• _Work instruction 1_
According to the defence spending article, what percentage of GDP does the Australian Strategic Policy Institute say Australia is currently spending on defence under the traditional Australian standard?
• _Work instruction 2_
Please repeat the passage in the defence spending article that begins at the words "For households already" and stops after "spending on defence?".
• _Work instruction 3_
Carry on writing the defence spending article from the point where it ends.

• _Excerpted text_
• • • • •

In per-capita terms, with Australia’s population at 27 million:
- $14 billion over 4 years = approximately $130 per person per year
- $53 billion over 10 years = approximately $196 per person per year
That money comes from one of three places: higher taxes, reduced spending elsewhere, or more debt. The government has not specified which.
The Accounting Controversy
There is a credibility problem embedded in the headline 3 per cent figure.
To reach the 3 per cent target, Australia changed how it calculates the defence budget to match the NATO definition, which includes factors such as military pensions, housing and health care. The Australian Strategic Policy Institute argued that under the traditional Australian standard, the country is currently spending closer to 2.03 per cent of GDP on defence — not the 2.8 per cent the government claims using the NATO measure. One expert accused the government of “desperate, Enron-like creative accountancy.”
Defence Minister Marles pushed back, stating the NATO measure allows “apples with apples” comparisons internationally. But the distinction matters for Australians trying to understand what is genuinely new spending versus what was already happening and has been reclassified.
Why This Matters to Your Household Budget
Defence spending competes directly with the programmes Australians rely on day-to-day.
Due to new spending and structural pressures from interest costs, the NDIS, defence, health and aged care, spending as a share of GDP is expected to average 26.7 per cent over the longer term — well above the pre-COVID average of 24.8 per cent.
More government spending on defence, financed through deficit, means one of the following in the medium term: upward pressure on inflation, less room for social spending, higher future taxes, or some combination of all three. The RBA’s current cash rate of 4.10 per cent is already the highest since 2012. Adding fiscal stimulus through deficit-funded defence spending makes the RBA’s inflation fight harder, not easier.
For households already stretched by petrol prices above 230 cents per litre following the Geelong refinery fire and real wages running negative, this is not an abstract budget debate.
FAQ
How much extra is Australia actually spending on defence?
An additional $53 billion over 10 years compared to the 2024 defence strategy, and $14 billion over the next four years.
Is the 3% GDP figure genuinely new spending?

• • • • •

• _Records supplied_
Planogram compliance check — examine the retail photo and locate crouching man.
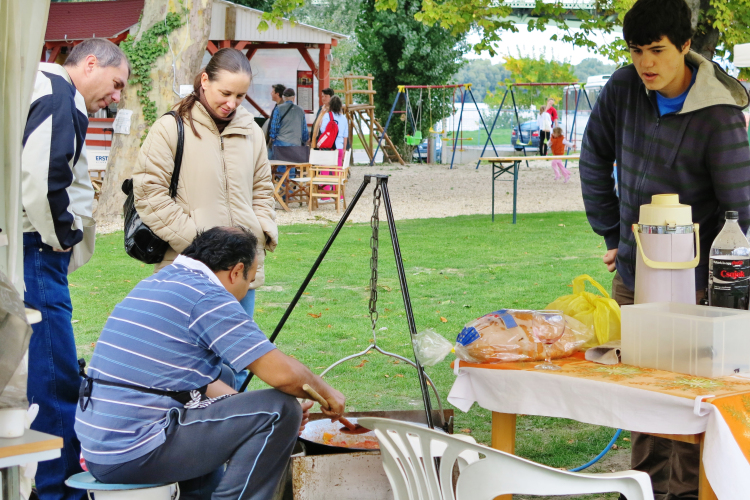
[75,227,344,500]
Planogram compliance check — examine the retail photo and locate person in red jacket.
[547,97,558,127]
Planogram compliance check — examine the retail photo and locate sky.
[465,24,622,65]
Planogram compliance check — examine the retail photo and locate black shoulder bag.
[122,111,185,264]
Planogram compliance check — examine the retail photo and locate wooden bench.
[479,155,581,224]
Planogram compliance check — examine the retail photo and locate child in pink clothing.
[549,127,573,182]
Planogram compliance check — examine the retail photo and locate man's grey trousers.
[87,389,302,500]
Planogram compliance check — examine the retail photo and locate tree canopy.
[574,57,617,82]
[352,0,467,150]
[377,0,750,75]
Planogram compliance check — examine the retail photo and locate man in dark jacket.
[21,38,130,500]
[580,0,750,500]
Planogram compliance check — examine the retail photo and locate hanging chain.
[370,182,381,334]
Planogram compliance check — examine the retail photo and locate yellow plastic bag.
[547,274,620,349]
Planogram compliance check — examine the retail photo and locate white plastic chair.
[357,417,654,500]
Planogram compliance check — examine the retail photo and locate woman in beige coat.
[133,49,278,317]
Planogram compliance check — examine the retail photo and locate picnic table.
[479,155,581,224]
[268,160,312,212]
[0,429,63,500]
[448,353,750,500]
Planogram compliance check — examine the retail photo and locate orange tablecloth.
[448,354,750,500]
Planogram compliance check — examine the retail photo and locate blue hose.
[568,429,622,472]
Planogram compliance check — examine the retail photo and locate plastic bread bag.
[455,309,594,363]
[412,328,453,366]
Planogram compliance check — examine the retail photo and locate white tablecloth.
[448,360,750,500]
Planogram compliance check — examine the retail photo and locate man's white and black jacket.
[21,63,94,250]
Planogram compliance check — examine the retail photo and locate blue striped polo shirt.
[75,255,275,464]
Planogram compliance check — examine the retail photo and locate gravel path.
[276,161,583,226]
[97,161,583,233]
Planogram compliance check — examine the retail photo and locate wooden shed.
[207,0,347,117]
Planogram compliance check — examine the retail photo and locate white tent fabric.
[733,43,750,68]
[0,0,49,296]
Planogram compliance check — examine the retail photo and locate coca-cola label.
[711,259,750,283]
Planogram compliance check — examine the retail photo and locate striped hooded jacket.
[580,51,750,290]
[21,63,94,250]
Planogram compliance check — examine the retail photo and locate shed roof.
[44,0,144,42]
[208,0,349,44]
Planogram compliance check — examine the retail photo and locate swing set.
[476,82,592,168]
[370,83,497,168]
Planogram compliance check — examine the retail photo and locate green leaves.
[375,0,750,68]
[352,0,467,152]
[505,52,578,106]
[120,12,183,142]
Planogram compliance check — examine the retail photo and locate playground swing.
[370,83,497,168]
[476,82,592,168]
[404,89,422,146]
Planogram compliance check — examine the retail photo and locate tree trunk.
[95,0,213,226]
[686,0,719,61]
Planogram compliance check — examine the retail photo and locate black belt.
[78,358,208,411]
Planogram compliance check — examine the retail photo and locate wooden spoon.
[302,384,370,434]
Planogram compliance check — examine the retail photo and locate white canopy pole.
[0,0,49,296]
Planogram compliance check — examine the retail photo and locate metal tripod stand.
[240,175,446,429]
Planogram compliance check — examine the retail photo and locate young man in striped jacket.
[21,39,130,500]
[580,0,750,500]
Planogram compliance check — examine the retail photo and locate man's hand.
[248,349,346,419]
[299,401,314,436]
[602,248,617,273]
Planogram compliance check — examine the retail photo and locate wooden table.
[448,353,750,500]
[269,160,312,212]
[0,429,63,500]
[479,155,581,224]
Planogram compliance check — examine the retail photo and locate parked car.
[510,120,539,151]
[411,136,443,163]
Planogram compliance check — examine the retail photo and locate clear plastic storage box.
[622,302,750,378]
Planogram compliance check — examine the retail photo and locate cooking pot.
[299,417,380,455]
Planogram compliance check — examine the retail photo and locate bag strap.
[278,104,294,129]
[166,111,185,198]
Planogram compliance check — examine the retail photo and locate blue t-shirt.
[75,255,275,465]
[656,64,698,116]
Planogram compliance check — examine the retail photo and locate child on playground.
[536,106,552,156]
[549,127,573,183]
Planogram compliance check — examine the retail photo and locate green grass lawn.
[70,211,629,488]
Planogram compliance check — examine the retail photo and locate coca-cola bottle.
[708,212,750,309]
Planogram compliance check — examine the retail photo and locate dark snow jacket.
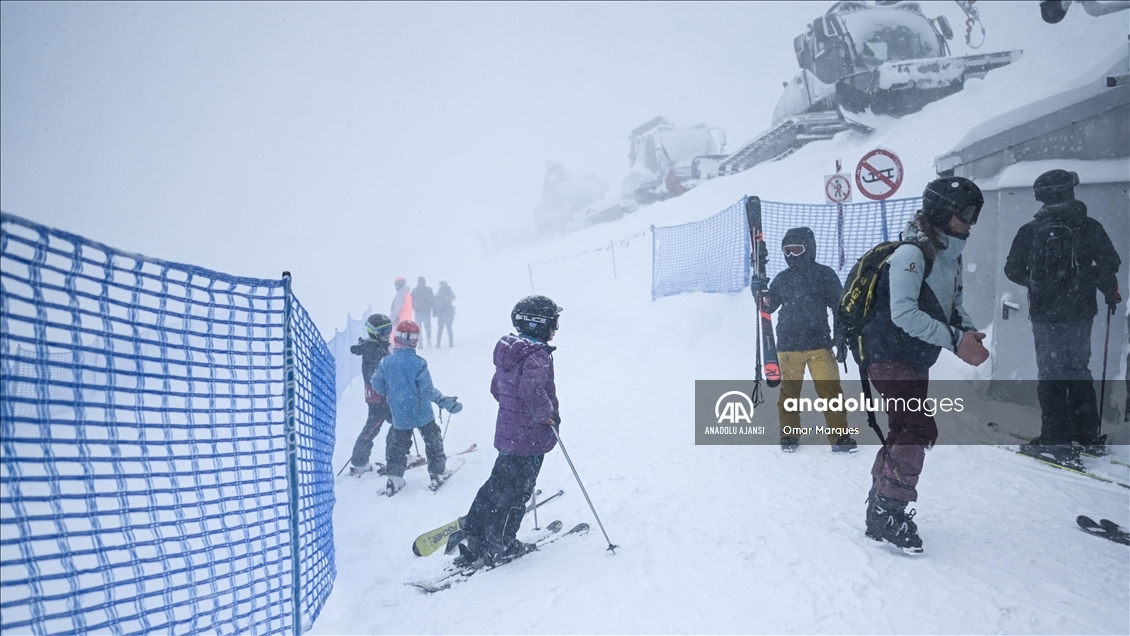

• • • • •

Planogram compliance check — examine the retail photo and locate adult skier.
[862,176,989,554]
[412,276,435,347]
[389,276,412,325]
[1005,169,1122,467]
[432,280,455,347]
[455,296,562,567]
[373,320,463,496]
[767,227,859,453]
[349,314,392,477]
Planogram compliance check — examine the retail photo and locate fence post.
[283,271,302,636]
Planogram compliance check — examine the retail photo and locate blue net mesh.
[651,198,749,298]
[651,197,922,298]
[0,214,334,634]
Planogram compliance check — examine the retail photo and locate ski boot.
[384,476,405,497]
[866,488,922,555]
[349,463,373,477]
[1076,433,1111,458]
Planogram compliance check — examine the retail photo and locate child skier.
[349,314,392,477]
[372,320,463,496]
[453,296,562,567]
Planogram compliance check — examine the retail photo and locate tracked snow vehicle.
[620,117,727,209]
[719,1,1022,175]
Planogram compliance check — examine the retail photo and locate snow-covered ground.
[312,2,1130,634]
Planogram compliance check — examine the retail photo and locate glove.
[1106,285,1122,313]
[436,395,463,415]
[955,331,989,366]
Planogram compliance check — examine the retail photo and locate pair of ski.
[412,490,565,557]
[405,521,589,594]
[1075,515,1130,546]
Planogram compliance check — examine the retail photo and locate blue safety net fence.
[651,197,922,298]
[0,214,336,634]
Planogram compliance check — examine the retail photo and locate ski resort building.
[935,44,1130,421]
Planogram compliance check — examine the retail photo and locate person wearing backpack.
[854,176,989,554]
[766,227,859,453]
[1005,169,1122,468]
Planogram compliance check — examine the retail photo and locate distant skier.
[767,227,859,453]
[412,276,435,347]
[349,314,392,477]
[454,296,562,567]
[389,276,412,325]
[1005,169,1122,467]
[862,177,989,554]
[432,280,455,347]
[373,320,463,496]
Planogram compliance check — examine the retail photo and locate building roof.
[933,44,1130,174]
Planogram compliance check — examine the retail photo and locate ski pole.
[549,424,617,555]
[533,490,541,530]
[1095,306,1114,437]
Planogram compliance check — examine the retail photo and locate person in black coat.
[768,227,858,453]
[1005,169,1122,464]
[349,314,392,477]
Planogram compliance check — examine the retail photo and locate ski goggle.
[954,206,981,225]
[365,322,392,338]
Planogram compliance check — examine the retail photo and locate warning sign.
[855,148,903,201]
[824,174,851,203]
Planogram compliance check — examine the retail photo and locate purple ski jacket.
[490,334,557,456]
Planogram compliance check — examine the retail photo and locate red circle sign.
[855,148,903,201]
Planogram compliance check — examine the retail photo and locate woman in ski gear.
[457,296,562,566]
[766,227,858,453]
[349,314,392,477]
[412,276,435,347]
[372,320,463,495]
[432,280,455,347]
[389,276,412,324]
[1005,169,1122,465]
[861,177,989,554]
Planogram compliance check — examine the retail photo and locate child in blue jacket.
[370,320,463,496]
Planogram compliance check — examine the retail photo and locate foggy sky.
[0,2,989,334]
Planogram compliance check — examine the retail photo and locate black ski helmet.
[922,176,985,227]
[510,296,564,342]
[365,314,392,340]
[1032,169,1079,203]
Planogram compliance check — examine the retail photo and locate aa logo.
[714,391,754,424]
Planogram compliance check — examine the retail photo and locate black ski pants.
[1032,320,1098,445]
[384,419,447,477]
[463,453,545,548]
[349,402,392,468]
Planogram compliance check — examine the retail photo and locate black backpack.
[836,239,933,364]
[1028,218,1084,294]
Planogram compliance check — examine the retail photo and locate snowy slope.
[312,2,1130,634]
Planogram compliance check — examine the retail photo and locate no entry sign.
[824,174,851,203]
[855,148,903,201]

• • • • •

• _Output 1_
Closer to 2.03 per cent of GDP.

• _Output 2_
For households already stretched by petrol prices above 230 cents per litre following the Geelong refinery fire and real wages running negative, this is not an abstract budget debate.
FAQ
How much extra is Australia actually spending on defence?

• _Output 3_
Partly. Australia changed how it calculates defence spending to match the NATO definition, which incorporates items like military pensions. Under the traditional Australian measure, current spending is closer to 2.03 per cent of GDP, not 2.8 per cent.
Where does the money come from?
The government has not specified whether the additional spending will be funded through higher taxes, cuts elsewhere, or added to the deficit. Given the budget is already forecast to run a $42 billion deficit in 2025–26, additional borrowing is the most likely near-term mechanism.
Does this affect the RBA’s rate decisions?
With markets already pricing two to three more hikes in 2026, this is not a neutral fiscal decision. Australians tracking how petrol and fuel costs feed into inflation will feel this indirectly at the bowser before they feel it in the budget papers.
What is Australia’s total defence spend projected to be?
Total defence spending is projected to reach AU$887 billion through 2035–36.
The Bottom Line
Australia faces genuine and growing security threats. The case for more defence spending is real. But $53 billion committed on top of a $42 billion deficit, during the worst inflation shock in a generation, has a cost that flows directly into household budgets — through higher debt, less fiscal room for relief measures, and upward pressure on the interest rates every mortgage holder is already paying.
This article is for informational purposes only and does not constitute financial, legal, or investment advice. Data is sourced from publicly available Australian government sources and is accurate at time of publication. Please consult a registered professional for advice specific to your situation.